▶ SHORT TASK:
Copy the lines from the line with "left hand and record integer pixel coordinates." through the end of the records, replacing "smartphone" with "mobile phone" and changing nothing else.

───── SUPPLIED MATERIAL ─────

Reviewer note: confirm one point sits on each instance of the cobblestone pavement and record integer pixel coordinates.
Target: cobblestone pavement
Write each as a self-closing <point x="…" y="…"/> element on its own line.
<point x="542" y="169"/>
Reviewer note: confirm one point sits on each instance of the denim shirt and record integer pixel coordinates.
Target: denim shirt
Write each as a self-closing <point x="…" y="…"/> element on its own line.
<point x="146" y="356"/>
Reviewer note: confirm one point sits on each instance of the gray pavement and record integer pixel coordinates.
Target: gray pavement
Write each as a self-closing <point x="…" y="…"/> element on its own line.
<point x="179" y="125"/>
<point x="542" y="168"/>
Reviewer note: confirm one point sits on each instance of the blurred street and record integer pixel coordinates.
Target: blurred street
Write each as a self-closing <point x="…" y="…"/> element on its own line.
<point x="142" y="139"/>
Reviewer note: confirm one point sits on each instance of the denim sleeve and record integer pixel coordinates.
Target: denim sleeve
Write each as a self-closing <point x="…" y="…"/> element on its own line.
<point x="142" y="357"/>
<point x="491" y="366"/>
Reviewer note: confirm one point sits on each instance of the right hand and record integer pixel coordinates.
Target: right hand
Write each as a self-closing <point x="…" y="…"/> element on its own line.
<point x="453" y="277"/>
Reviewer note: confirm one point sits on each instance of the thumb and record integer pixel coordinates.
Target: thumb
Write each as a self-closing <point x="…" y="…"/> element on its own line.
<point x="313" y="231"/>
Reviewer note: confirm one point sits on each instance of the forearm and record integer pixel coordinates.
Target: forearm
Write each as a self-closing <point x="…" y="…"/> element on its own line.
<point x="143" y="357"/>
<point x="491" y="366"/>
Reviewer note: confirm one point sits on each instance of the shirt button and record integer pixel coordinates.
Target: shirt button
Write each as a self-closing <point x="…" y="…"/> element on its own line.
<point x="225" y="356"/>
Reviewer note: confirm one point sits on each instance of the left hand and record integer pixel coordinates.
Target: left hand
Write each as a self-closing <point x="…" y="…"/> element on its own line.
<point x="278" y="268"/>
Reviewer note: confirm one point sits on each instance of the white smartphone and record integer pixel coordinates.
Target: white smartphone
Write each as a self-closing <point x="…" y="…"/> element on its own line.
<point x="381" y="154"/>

─────

▶ FULL SOLUTION:
Reviewer note: confirm one point sits on each instance of the left hand and record integer pixel coordinates.
Target: left hand
Write each as a self-closing <point x="…" y="…"/> element on its own line.
<point x="278" y="268"/>
Reviewer note: confirm one point sits on each instance of the white mobile phone and record integer pixel coordinates.
Target: white mobile phone
Write each as a self-closing <point x="…" y="…"/> element on its own line.
<point x="381" y="154"/>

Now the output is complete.